In the early Meiji period, many tanuki lost their habitats due to the development of the Sensō-ji temple lands (located in present-day Taitō, Tokyo). These tanuki committed various acts of violence against humans and eventually possessed the daughter of the temple's steward, blurting out, "I am the Asakusa Tanuki." The family tried various methods to drive the tanuki out, but they were ineffective. Triggered by an oracle received by the Great Archbishop Yuiga Shoshun and others stating, "If you enshrine us, we will become the guardians of the temple," these tanuki came to be enshrined as tanuki gods, passed down to later generations as the Chingodō hall.

=== Tanuki possession and murder ===
In 1958 (Shōwa 33), an injury resulting in death incident caused by the folk belief of tanukitsuki, known as the "Incantation and Prayer Incident" (Kaji Kitō Jiken), occurred.

(Collected data entries)
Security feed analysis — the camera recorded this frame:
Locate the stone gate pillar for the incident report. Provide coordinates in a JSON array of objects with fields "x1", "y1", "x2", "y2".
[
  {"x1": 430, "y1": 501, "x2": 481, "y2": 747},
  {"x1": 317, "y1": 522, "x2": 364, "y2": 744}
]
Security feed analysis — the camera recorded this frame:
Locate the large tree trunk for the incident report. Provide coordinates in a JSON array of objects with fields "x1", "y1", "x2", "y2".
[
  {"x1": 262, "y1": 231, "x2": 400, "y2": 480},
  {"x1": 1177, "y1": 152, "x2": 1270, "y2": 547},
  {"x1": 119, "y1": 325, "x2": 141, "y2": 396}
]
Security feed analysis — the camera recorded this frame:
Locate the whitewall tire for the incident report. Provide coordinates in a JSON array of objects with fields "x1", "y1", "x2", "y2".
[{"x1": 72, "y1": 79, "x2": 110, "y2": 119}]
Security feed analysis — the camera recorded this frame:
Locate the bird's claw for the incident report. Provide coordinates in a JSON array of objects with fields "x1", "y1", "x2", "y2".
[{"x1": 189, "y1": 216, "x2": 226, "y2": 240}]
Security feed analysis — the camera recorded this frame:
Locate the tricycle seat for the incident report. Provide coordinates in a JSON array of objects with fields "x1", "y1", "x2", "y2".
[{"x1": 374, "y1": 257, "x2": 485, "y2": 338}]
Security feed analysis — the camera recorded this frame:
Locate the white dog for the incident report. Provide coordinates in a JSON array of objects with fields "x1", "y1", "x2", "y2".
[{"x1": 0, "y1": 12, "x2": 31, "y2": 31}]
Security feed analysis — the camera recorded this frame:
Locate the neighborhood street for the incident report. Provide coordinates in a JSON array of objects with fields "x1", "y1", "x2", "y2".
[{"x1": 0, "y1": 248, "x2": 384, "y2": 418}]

(Action item): Continue the text about tanuki in Japanese folk belief, picking up right after its last sentence.

(Output below):
In 1979 (Shōwa 54), when strange tales of apparitions and monsters were thought to be superstitions of the distant past, a man in his 20s was killed in Ashikita, Ashikita District, Kumamoto Prefecture. The victim had begun running a high fever and speaking incoherent words in March of that year, leading him to resign from his job and start recuperating at home. When his mother consulted a prayer healer, she was told, "A tanuki has possessed him." In May of the same year, regarding the man who repeated eccentric behaviors, the four family members—parents, older sister, and younger brother—discussed that "the only way to drive out the tanuki is to beat it out." The younger brother held the man down while the father and sister continued to beat him for three hours, resulting in the man's death. These four family members were arrested on an emergency basis the same month on suspicion of injury resulting in death. Non-fiction writer Zenji Rakugawa points out that there is no trace of the prayer healer who gave the diagnosis of possession having performed any treatment to remove the spirit. He states that the truth of this incident may be that a prayer healer with little knowledge of possession gave an irresponsible diagnosis, and the family who believed it performed a removal ritual they had heard of somewhere.